## WHAT TO WORK ON
Please give the part of the material that opens with the line containing "of the snow-covered" and closes with the line containing "x=108, y=238" again, swapping "snow-covered ground" for "icy ground" and leaving everything else unchanged.

════════════════

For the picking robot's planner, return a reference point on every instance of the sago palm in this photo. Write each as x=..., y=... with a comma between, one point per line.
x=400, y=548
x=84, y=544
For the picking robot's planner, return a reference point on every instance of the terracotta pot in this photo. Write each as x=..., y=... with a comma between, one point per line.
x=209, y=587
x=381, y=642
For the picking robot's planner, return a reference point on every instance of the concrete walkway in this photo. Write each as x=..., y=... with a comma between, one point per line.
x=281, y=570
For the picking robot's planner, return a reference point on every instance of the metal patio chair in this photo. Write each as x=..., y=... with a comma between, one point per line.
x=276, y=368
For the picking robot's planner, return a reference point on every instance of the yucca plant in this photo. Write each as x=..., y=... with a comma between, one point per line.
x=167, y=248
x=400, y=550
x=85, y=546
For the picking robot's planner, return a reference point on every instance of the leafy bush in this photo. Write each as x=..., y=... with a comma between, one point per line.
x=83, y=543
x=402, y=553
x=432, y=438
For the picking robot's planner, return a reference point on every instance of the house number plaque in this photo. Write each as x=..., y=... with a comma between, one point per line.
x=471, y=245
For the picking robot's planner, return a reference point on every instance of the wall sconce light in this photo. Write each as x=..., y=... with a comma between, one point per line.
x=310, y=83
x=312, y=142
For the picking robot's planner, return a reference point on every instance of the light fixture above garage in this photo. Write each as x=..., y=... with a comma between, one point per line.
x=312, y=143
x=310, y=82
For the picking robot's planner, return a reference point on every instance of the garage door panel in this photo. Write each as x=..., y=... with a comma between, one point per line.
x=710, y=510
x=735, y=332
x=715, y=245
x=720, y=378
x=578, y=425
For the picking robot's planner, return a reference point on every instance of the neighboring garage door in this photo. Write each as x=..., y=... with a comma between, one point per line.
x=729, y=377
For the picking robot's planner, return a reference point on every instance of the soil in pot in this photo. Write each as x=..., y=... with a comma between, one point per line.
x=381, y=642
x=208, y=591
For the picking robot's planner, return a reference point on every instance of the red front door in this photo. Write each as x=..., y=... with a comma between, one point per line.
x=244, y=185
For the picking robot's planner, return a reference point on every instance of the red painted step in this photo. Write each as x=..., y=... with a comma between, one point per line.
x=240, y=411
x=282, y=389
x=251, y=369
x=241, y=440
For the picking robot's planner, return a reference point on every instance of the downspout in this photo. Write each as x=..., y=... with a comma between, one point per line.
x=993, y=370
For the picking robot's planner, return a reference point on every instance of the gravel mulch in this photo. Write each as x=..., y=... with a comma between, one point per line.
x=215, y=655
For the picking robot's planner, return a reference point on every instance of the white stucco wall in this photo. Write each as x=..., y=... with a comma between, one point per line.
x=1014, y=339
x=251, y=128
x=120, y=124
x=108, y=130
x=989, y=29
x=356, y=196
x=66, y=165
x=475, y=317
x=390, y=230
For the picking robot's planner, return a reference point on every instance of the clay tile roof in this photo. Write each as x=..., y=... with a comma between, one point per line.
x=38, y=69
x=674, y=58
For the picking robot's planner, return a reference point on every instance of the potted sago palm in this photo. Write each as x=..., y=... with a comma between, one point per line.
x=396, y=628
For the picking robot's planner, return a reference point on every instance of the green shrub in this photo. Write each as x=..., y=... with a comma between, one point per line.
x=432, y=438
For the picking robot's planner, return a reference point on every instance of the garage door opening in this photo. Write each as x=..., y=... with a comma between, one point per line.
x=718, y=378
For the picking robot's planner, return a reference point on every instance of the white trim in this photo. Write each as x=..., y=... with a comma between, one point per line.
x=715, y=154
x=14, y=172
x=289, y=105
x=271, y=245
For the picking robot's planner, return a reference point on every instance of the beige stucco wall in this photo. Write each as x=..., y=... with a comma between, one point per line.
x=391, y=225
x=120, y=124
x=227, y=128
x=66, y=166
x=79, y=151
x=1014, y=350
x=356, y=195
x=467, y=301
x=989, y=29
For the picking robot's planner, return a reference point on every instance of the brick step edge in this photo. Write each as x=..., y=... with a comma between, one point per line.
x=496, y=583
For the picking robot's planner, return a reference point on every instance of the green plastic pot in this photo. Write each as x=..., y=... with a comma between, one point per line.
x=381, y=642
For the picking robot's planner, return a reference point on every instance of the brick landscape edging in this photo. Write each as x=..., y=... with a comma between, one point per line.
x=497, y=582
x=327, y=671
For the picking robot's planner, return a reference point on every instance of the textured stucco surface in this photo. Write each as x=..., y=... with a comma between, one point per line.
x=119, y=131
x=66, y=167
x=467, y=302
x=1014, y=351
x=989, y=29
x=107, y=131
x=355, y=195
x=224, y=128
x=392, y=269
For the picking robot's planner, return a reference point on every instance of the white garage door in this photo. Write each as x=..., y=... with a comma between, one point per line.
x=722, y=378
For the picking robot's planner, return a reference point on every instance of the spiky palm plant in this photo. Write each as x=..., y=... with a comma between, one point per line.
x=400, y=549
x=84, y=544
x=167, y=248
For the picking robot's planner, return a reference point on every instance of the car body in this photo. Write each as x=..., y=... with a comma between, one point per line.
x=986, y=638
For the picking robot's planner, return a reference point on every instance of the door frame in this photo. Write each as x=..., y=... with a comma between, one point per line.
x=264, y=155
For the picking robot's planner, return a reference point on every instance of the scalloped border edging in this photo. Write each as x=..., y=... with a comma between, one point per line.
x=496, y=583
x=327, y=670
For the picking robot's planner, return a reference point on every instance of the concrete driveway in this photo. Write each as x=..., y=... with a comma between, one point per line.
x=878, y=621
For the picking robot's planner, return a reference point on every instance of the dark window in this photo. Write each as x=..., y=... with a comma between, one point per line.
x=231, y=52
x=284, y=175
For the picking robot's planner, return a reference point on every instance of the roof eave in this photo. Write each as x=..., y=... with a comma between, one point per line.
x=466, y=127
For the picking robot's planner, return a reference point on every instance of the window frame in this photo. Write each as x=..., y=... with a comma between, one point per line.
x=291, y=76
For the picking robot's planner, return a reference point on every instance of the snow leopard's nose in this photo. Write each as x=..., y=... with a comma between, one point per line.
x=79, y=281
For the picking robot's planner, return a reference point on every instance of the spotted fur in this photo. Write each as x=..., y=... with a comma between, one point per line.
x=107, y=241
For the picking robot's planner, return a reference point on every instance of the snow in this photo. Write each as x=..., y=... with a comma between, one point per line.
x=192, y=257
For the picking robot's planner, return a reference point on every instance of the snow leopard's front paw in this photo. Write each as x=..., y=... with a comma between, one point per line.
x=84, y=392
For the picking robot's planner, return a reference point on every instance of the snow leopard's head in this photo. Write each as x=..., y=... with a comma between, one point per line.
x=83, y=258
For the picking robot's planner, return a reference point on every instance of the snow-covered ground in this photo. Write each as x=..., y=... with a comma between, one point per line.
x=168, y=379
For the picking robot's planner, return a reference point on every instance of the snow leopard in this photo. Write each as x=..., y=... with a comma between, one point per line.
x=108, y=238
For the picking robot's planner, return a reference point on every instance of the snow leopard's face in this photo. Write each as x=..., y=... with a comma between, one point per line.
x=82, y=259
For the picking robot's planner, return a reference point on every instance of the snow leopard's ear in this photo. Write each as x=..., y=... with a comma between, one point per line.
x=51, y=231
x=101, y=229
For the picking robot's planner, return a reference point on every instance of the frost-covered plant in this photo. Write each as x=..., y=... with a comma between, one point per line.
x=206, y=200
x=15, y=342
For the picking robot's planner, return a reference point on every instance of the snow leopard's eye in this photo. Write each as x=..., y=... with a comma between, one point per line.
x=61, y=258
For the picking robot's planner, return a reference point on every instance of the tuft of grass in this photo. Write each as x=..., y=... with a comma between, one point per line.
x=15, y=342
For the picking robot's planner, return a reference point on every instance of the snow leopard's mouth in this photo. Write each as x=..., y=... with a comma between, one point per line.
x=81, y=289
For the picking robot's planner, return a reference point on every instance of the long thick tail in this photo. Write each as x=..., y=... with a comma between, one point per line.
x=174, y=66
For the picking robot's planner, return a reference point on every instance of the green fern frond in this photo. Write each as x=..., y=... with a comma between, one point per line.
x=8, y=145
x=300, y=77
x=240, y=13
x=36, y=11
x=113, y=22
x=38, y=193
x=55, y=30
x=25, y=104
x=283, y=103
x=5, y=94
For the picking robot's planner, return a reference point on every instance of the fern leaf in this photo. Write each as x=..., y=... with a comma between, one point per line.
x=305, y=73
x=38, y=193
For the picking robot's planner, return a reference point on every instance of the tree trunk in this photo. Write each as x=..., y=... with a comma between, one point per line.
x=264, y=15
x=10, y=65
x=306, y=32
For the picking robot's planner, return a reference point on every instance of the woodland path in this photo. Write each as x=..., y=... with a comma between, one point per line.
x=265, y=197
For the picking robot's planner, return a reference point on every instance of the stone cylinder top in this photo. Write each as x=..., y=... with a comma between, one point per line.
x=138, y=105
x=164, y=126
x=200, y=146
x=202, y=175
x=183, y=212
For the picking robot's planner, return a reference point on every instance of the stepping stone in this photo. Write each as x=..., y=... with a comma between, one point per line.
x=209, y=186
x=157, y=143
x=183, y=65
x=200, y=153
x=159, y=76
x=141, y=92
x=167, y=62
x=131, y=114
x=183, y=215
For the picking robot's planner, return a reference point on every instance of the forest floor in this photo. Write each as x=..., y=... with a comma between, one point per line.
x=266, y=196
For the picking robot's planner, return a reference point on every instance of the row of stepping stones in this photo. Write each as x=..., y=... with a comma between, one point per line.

════════════════

## SOLUTION BELOW
For the picking robot's planner, return a reference point on every instance of the icy ground in this photo. Write each as x=..., y=... with a comma between, one point per line.
x=168, y=379
For the picking robot's planner, return a reference point on every instance of the snow leopard in this photo. Write each as x=..., y=... with a comma between, one point per line.
x=108, y=238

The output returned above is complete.